== RAW RECORDS
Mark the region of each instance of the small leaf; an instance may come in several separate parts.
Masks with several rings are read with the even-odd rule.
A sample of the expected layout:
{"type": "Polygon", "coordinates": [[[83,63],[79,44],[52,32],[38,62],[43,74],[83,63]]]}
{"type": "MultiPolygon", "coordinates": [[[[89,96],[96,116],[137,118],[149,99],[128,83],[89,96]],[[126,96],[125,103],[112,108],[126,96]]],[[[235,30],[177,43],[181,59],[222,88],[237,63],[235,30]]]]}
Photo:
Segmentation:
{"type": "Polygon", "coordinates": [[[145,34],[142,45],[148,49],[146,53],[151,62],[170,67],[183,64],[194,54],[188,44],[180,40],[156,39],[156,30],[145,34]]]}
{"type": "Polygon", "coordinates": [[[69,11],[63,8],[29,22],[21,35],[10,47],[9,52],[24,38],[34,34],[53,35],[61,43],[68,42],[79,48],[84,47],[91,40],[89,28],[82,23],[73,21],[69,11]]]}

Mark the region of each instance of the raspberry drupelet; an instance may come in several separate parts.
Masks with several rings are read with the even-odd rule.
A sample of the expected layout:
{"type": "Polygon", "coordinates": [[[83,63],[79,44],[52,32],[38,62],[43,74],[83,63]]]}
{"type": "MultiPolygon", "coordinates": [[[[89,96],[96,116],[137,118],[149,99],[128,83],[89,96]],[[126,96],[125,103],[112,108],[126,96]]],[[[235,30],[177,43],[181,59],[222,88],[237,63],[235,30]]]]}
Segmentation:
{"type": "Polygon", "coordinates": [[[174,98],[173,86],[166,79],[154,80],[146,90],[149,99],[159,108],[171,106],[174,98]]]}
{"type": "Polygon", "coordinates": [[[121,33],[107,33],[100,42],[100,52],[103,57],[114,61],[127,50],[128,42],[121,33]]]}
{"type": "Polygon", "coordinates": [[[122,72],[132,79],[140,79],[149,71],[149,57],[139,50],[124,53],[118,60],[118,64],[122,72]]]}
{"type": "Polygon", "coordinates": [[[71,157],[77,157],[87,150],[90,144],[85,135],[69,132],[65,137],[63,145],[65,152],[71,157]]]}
====
Please express these lines as a JSON list of strings, with one string for each line and blank lines omitted.

[
  "Mark the region of each instance of the small leaf; an instance may come in several separate parts.",
  "Masks with several rings are read with the even-odd rule.",
  "A sample of the expected layout:",
  "{\"type\": \"Polygon\", \"coordinates\": [[[83,63],[79,44],[52,32],[38,62],[43,74],[83,63]]]}",
  "{\"type\": \"MultiPolygon\", \"coordinates\": [[[[89,96],[96,116],[137,118],[149,99],[128,83],[89,96]],[[126,96],[125,103],[112,108],[126,96]]],[[[235,30],[177,43],[181,59],[222,88],[237,63],[235,30]]]]}",
  "Photo:",
  "Segmentation:",
  "{\"type\": \"Polygon\", \"coordinates\": [[[145,34],[142,45],[148,49],[146,53],[151,62],[170,67],[183,64],[194,54],[188,44],[180,40],[156,39],[156,30],[145,34]]]}",
  "{\"type\": \"Polygon\", \"coordinates\": [[[69,11],[63,8],[29,22],[21,35],[10,47],[9,52],[24,38],[34,34],[53,35],[61,43],[68,42],[79,48],[84,47],[91,40],[89,28],[82,23],[73,21],[69,11]]]}",
  "Mark the region of each instance of the raspberry drupelet; an instance may come in several separate parts.",
  "Masks with several rings are read with the even-odd rule.",
  "A sample of the expected layout:",
  "{\"type\": \"Polygon\", \"coordinates\": [[[83,63],[79,44],[52,32],[38,62],[43,74],[83,63]]]}",
  "{\"type\": \"MultiPolygon\", \"coordinates\": [[[[89,96],[96,116],[137,118],[149,99],[128,83],[89,96]],[[126,96],[125,103],[112,108],[126,96]]],[[[235,30],[177,43],[181,59],[222,88],[237,63],[235,30]]]]}",
  "Segmentation:",
  "{\"type\": \"Polygon\", \"coordinates\": [[[174,98],[173,86],[166,79],[154,80],[146,90],[149,99],[159,108],[171,106],[174,98]]]}",
  "{\"type\": \"Polygon\", \"coordinates\": [[[121,33],[107,33],[100,42],[100,52],[103,57],[114,61],[127,50],[128,42],[121,33]]]}",
  "{\"type\": \"Polygon\", \"coordinates\": [[[122,72],[132,79],[140,79],[149,71],[149,57],[139,50],[124,53],[118,60],[118,64],[122,72]]]}",
  "{\"type\": \"Polygon\", \"coordinates\": [[[71,157],[77,157],[87,150],[90,144],[85,135],[69,132],[65,137],[63,145],[65,152],[71,157]]]}"
]